▶ WORK TO BE COMPLETED:
Below is a set of entries. Reproduce exactly the lines from the one containing "Target: floating debris" through the end, both included.

* Start *

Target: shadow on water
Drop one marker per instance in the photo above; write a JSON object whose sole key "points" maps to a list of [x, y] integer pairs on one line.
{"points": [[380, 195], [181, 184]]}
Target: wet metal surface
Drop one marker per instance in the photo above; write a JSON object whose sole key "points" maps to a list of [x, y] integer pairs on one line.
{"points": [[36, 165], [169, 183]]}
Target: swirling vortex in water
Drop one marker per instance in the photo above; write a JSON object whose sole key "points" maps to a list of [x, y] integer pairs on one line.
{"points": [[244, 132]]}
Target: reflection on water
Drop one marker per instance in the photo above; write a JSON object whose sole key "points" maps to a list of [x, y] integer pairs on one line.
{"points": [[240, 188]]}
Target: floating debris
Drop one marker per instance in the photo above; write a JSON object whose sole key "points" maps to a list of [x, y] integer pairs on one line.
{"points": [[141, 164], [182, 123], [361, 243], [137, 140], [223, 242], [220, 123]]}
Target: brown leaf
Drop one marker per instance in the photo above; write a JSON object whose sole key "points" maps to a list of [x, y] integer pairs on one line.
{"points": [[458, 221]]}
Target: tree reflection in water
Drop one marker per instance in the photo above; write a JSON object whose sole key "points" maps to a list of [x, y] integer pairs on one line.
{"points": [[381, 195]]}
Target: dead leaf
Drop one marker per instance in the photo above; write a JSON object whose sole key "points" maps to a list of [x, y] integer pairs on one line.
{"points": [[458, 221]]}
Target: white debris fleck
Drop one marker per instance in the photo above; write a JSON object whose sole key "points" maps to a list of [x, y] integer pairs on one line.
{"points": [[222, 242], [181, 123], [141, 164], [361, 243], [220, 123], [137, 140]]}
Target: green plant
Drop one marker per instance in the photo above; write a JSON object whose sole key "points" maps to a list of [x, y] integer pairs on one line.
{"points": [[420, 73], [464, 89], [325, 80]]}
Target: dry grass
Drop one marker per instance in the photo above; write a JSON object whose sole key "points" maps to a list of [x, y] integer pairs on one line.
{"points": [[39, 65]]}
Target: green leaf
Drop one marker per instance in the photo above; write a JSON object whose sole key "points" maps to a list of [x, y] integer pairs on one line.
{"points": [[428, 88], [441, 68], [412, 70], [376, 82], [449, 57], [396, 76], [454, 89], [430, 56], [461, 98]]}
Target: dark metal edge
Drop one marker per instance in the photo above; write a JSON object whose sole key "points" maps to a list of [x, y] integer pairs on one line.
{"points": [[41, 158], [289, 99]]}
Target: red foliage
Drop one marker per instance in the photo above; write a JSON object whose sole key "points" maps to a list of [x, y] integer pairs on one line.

* End *

▶ FULL ANSWER:
Target: floating debris
Drop one marker per instance in the photo above; write a JSON object whose sole key "points" maps to a list of [x, y] integer pairs on one line.
{"points": [[141, 164], [182, 123], [361, 243], [137, 140], [223, 242], [220, 123]]}
Target: brown leaf
Drop one marker per instance in the photo above; write a JSON object whose sole key "points" maps to a list of [x, y] integer pairs on one line.
{"points": [[458, 221]]}
Target: tree reflection in water
Drop one marker per instance in the photo above; write a JSON object whose sole key "points" maps to a list of [x, y] integer pairs on one line.
{"points": [[381, 195]]}
Target: dead leaf
Drop one marker per instance in the photo above; write a JSON object whose sole key "points" maps to a list of [x, y] integer pairs on one line.
{"points": [[458, 221]]}
Target: white debris fleck
Drop one marker per instance in the photo above; write a JSON object whose sole key "points" maps to a list of [x, y] integer pairs on one line.
{"points": [[222, 242], [181, 123], [141, 164], [361, 243], [220, 123], [137, 140]]}
Target: green plant
Drop one marker per instance in the photo above; write a JSON object whose sole key "points" maps to a list of [x, y] integer pairs on one line.
{"points": [[420, 73], [464, 89], [325, 80]]}
Target: dry grass
Drop one marker per instance in the photo above; write a JSON object whose sole key "points" maps to a list of [x, y] integer pairs on one line.
{"points": [[39, 65]]}
Target: green leaf
Drop one marker per instance in the photo above; write a JSON object whose sole key "points" maps to a list of [x, y] integer pairs on one line.
{"points": [[428, 88], [441, 68], [412, 70], [376, 82], [449, 57], [396, 76], [454, 89], [430, 56], [461, 98]]}
Target: dark metal edge
Drop one marker per instance in the photo above; write a JSON object whose sole key "points" maps to a list of [x, y] integer pairs on one line.
{"points": [[41, 158], [289, 99]]}
Target: red foliage
Drop one marker per instance in the photo above; write a JSON object whose sole key "points" maps to a list of [x, y] integer pairs on one line.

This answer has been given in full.